Документ:
=-=-=-=-=

Англия, Франция и Дания образовали Ганноверский союз, Австрия и Испания — Венский союз. Испанские дипломаты очень умело использовали стремление России аннексировать Данию, и по дворам Европы поползли слухи, что императрица Екатерина присоединится к Венскому союзу и пришлет в Испанию русский флот и войска. В январе 1726 года Старший Претендент написал императрице письмо, где просил помощи в реставрации Стюартов на троне Англии.
Эта грамотно составленная испанцами провокация оправдалась — Англия прислала на Балтику эскадру из 20 линейных кораблей под командованием коммодора Чарльза Уоджера, однако четких инструкций Уоджеру не дали. Еще две эскадры были посланы против Испании — к Гибралтару (адмирала Дженнингса) и в Вест-Индию (адмирала Хозайера).
Между тем Швеция, которой Англия и Франция сулили жирные субсидии за вступление в Ганноверский союз, в начале 1726 года дала понять России, что не будет способствовать шлезвигским амбициям герцога. Голштинские министры в ответ стали распускать слухи, что Россия собирается в случае неисполнения шведами обязательств по Стокгольмскому договору 1724 года отправить на галерах в Швецию 30 тысяч войск. В марте — начале апреля 1726 года эти сплетни вызвали дикий переполох в Швеции и привели не к тем результатам, которые ожидали русские. Английский король Георг и его министры стали говорить, что должны теперь спасать и Швецию от России.
Итогом всего этого стало ослабление прорусской голштинской партии в Швеции. Сторонники Англии и Ганноверского союза одержали верх. Уже в марте 1726 года Швеция заявила, что не поможет России в завоевании Шлезвига и не разрешит русскому флоту использовать для этого шведские порты.
Без Швеции ничего сделать было нельзя, и уже в апреле от «шлезвигской экспедиции» Екатерине I пришлось отказаться. Следует отметить, что многие в России были против нее. Адмиралы-датчане (и норвежцы) — Крюйс, Сиверс, коммодор Брант — предлагали Дании срочно выслать в море флот; теперь категорически против экспедиции оказался и Меншиков: столкновения князя с герцогом голштинским приняли форму оскорбительных скандалов. Меншиков говорил Сиверсу:
Если бы мы даже были столь глупы поссориться с нашими старыми приятелями англичанами и датчанами из-за принца, интересы которого не имеют ничего общего с нашими, мы постараемся во всяком случае пристроить его в Швецию; пусть он останется там и оставит нас в покое.
Русский же Балтийский флот спешно готовился к бою. Ревель, Роггервик и Нарва ожидали от англичан активных, наступательных действий. В Ревеле русские корабли были сконцентрированы у входа в старую гавань, у Пириты стоял отряд в 4 фрегата и несколько легких судов. Гарнизоны данных городов были усилены 6 полками, в Ревеле и Рогервике были поставлены дополнительные батареи из 18-фунтовых орудий.

=-=-=-=-=

Задание: Пожалуйста, напишите продолжение текста о русско-английском противостоянии на Балтике в 1726 году, начиная сразу после его последнего предложения.

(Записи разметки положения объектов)
=-=-=-=-=

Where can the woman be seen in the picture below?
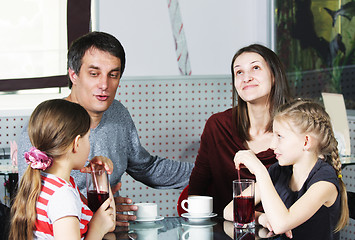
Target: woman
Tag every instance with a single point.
(260, 82)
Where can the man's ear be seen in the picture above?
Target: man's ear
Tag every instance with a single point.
(76, 143)
(72, 75)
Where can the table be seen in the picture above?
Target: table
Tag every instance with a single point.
(177, 228)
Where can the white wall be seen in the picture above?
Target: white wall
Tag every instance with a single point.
(214, 30)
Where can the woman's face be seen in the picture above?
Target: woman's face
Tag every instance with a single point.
(252, 78)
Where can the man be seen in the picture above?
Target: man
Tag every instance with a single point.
(96, 62)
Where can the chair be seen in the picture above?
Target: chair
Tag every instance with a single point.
(183, 195)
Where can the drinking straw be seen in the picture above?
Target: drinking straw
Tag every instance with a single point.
(95, 180)
(240, 186)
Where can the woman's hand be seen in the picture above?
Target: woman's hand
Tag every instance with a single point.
(101, 161)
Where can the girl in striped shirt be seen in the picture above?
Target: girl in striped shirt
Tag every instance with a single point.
(48, 204)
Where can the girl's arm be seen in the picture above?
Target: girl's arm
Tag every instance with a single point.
(66, 228)
(280, 218)
(103, 221)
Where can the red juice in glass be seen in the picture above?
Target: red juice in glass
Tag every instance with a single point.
(95, 199)
(244, 209)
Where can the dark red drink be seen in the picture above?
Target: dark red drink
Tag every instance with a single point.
(95, 199)
(244, 209)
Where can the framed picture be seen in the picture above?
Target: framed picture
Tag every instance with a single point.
(315, 39)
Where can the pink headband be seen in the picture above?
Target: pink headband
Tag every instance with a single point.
(38, 159)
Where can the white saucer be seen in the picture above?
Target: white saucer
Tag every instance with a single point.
(158, 218)
(198, 218)
(135, 226)
(199, 224)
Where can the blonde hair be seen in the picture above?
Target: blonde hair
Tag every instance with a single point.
(310, 117)
(52, 127)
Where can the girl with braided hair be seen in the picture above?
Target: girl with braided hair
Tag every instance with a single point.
(302, 192)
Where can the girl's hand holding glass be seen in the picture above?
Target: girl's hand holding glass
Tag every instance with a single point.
(103, 220)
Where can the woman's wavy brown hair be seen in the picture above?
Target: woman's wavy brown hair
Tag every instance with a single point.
(52, 128)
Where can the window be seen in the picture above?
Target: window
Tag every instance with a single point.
(33, 50)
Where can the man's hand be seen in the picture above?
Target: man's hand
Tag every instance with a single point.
(122, 206)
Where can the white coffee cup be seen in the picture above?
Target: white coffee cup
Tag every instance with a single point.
(203, 233)
(198, 205)
(146, 211)
(147, 234)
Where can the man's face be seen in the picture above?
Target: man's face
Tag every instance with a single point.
(95, 86)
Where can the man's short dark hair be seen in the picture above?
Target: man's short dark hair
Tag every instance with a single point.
(99, 40)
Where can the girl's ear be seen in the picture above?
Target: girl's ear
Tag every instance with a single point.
(308, 141)
(76, 143)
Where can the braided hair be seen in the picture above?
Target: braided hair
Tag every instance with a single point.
(310, 117)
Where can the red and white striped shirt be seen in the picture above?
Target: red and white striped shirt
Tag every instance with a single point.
(59, 199)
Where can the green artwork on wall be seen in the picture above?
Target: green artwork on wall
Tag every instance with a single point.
(315, 39)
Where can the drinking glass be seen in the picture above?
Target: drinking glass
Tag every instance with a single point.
(244, 203)
(97, 185)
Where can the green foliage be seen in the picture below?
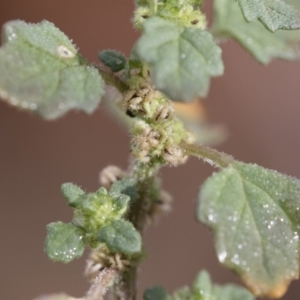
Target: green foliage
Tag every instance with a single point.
(64, 242)
(42, 71)
(274, 14)
(254, 213)
(262, 44)
(113, 59)
(120, 236)
(55, 297)
(97, 219)
(182, 59)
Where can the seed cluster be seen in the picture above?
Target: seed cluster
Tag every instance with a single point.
(156, 132)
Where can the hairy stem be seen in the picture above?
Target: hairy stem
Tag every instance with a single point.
(212, 156)
(111, 79)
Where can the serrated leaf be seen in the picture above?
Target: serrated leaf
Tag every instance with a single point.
(155, 293)
(121, 237)
(273, 14)
(42, 71)
(71, 192)
(55, 297)
(113, 59)
(182, 59)
(262, 44)
(255, 215)
(64, 242)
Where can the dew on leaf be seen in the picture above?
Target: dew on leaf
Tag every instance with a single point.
(64, 52)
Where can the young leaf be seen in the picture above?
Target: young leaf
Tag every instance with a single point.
(155, 293)
(121, 237)
(113, 59)
(182, 59)
(71, 192)
(204, 288)
(273, 14)
(41, 71)
(255, 215)
(262, 44)
(64, 242)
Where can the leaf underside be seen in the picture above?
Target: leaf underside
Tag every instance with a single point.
(255, 216)
(262, 44)
(273, 14)
(182, 59)
(41, 71)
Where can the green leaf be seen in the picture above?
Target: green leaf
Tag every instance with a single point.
(41, 71)
(262, 44)
(155, 293)
(113, 59)
(71, 192)
(121, 237)
(255, 215)
(182, 59)
(273, 14)
(64, 242)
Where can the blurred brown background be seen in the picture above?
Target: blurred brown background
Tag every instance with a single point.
(259, 105)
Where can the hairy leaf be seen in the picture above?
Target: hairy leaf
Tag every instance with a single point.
(121, 237)
(64, 242)
(113, 59)
(255, 215)
(262, 44)
(182, 59)
(273, 14)
(125, 186)
(41, 71)
(71, 192)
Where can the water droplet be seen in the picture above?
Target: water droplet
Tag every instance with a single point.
(64, 52)
(61, 106)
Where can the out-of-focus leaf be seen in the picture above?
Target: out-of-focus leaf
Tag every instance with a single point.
(64, 242)
(42, 71)
(182, 59)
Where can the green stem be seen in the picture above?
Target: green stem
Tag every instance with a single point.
(212, 156)
(145, 175)
(111, 79)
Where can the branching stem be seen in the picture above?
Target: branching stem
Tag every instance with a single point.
(212, 156)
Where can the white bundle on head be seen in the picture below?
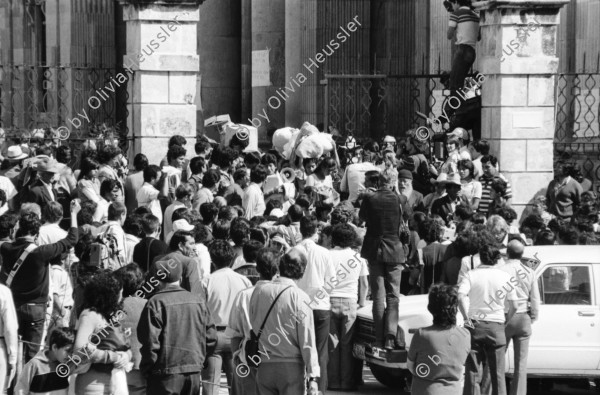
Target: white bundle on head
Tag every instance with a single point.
(284, 139)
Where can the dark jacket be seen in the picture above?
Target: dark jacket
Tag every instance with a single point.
(190, 279)
(31, 283)
(176, 331)
(38, 193)
(382, 212)
(443, 207)
(144, 256)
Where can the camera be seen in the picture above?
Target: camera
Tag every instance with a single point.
(448, 6)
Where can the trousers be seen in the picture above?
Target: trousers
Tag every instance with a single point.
(518, 330)
(488, 346)
(385, 292)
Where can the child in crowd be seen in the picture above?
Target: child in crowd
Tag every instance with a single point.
(40, 374)
(540, 207)
(390, 169)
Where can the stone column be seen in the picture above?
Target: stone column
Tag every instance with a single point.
(518, 57)
(268, 32)
(162, 64)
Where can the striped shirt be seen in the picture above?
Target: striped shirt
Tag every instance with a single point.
(466, 22)
(486, 190)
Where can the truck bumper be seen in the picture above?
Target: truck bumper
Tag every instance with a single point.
(395, 359)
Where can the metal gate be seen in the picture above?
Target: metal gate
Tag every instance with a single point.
(372, 106)
(577, 133)
(47, 84)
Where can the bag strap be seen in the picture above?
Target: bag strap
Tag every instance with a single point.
(148, 257)
(269, 312)
(19, 263)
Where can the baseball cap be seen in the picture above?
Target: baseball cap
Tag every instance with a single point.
(167, 270)
(460, 133)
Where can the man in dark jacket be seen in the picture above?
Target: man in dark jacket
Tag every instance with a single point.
(382, 248)
(42, 190)
(150, 246)
(26, 272)
(176, 331)
(181, 248)
(446, 205)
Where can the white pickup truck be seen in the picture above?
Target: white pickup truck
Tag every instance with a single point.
(566, 337)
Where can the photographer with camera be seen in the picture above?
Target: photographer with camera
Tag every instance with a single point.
(464, 24)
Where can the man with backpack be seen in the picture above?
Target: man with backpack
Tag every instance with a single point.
(319, 270)
(26, 272)
(111, 245)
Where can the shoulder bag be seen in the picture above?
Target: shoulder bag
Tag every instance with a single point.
(19, 263)
(251, 346)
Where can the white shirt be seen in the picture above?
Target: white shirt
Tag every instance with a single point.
(148, 196)
(8, 187)
(253, 201)
(239, 320)
(222, 287)
(478, 168)
(353, 180)
(115, 229)
(9, 323)
(130, 241)
(465, 265)
(349, 267)
(101, 213)
(168, 220)
(319, 270)
(319, 185)
(487, 288)
(523, 279)
(471, 190)
(50, 233)
(203, 258)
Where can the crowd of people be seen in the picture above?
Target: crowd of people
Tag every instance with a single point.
(157, 279)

=-=-=-=-=

Результат:
29 мая Уоджер приблизился к Ревелю. На борт флагмана англичан поднялись русские парламентеры — капитан Алтуфьев и капитан-лейтенант Чаадаев. В рапорте на имя Апраксина Алтуфьев и Чаадаев пишут, что Уоджер принял гостей ласково, и сразу же стал извиняться за то, что английская эскадра подошла к Ревелю. Англичанин говорил, что не собирается атаковать русских, а хочет только узнать, для войны с кем ведутся такие приготовления. Если только не с Лондоном — Ройял Неви сразу же удалится. Русские парламентеры сказали, что если флот Его Величества только попробует войти в гавань Ревеля — будет обстрелян всеми видами артиллерии порта. Уоджер заверил парламентеров, что его эскадра заходить на рейд порта не будет, и попросил только лишь отправить письмо Апраксину. Вскоре к англичанам присоединилась датская эскадра шаутбенахта Билле в составе 8 линейных кораблей.
Меж тем к Апраксину стекались данные об эскадре Уоджера — фрегат «Самсон» встретил дружественных голландцев и узнал от них о составе эскадры. Фрегаты «Крейсер» и «Яхт-Хунд» постоянно держались вблизи англичан. 24 мая к Кронштадту в сопровождении нашего корабля подошел английский фрегат «Порт-Магон». Не доходя три мили до гавани фрегат лег в дрейф, оттуда последовал запрос к Апраксину — может ли он принять письмо для императрицы. Сразу же напротив фрегата стали «в полной изготовке» 12 больших галер, фрегату было приказано спустить паруса.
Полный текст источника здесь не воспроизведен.